#### [Text]

+ + + + + + +

Dass die Welt seit mehr als 70 Jahren friedlich lebt, ist, offiziell, der atomaren Abschreckung zu verdanken. Es stimmt, dass die verschiedenen Regierungen und die verschiedenen internationalen Gremien (UNO, NATO) das Gleichgewicht der Kräfte zwischen der westlichen und der sowjetischen Welt während des Kalten Krieges und danach durch die Begrenzung der Verbreitung von Atomwaffen aufrechterhielten. Diese weit verbreitete Auffassung von globaler Geopolitik beschreibt jedoch nur einen Teil der Realität.
Alle Regierungen waren besonders erfolgreich in der Aufrechterhaltung von Frieden und relativer Sicherheit durch die intensive Arbeit der zivilen und militärischen Nachrichtendienste, deren Wirksamkeit mit dem massiven Einsatz elektronischer Intelligenz (Abhören, Kontrolle über Kommunikation, Kontrolle über Computer und elektronische Systeme usw.) zusammenhing.

+ + + + + + +

#### [Gesammeltes Material]
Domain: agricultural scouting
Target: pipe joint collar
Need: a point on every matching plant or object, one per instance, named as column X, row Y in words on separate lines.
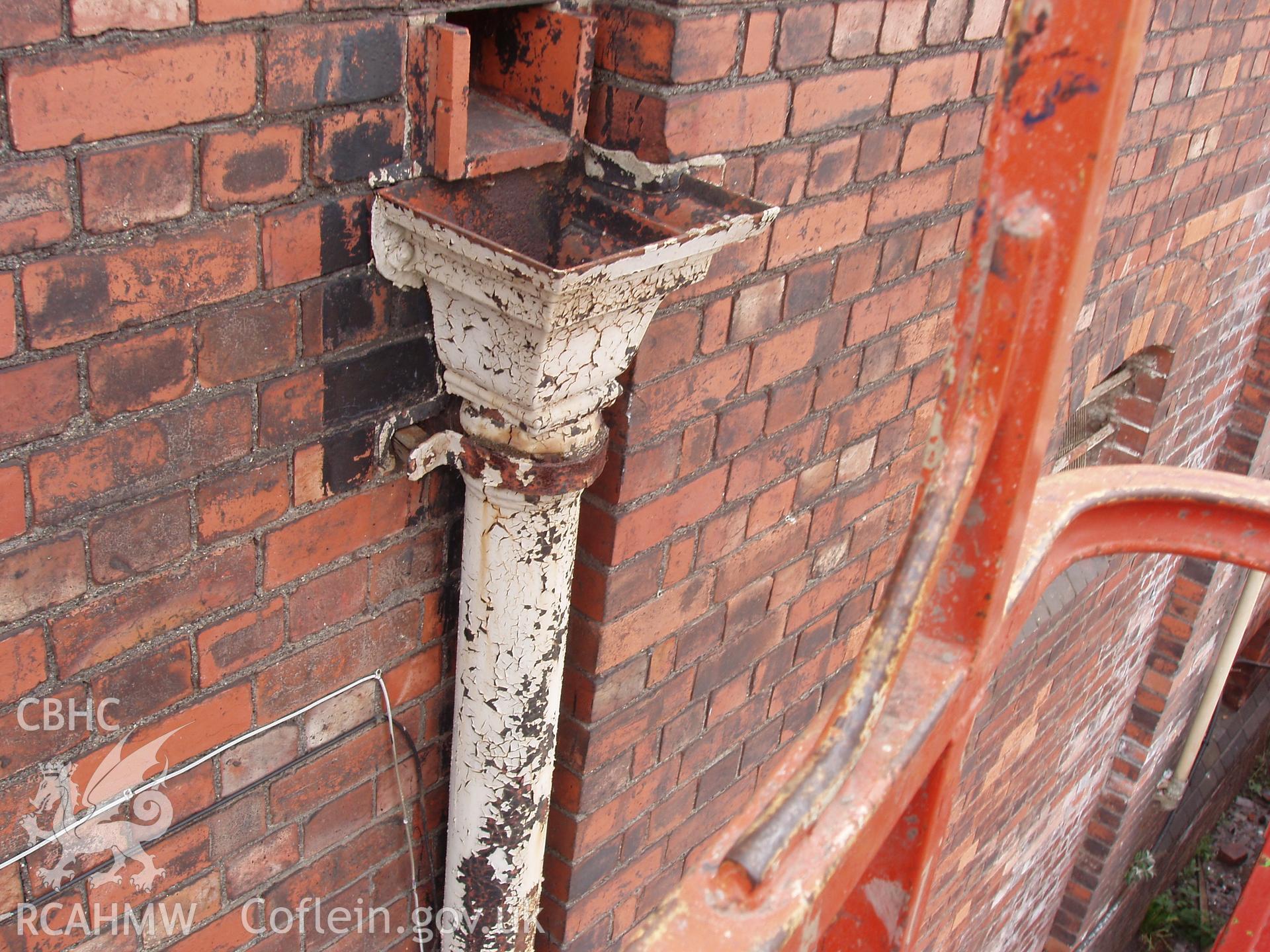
column 495, row 467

+ + + + + + +

#### [Aufgabe A]
Beantworte zum Text über atomare Abschreckung diese Fragen:
(i) Seit wie vielen Jahren lebt die Welt friedlich?
(ii) Welche zwei internationalen Gremien werden genannt?
(iii) Womit hing die Wirksamkeit der Nachrichtendienste zusammen?
#### [Aufgabe B]
Schreib den Text über atomare Abschreckung nach seinem letzten Satz weiter.
Das Material brauchst du hier nicht.

#### [Antwort A]
(i) Seit mehr als 70 Jahren.
(ii) UNO und NATO.
(iii) Mit dem massiven Einsatz elektronischer Intelligenz.

#### [Antwort B]
Die Entwicklung von Computernetzwerken, insbesondere dem Internet, erleichterte diese Aufgabe zunächst: Die verschiedenen Mängel und Schwachstellen haben es den Diensten erlaubt, in die Computersysteme einzudringen und deren Inhalte ohne Wissen der Besitzer zu beobachten. Für die breite Öffentlichkeit existierte zwar elektronische Überwachung. Es war jedoch – im Prinzip – zielgerichtet und nicht massiv,  so wie es die Demokratie erfordert.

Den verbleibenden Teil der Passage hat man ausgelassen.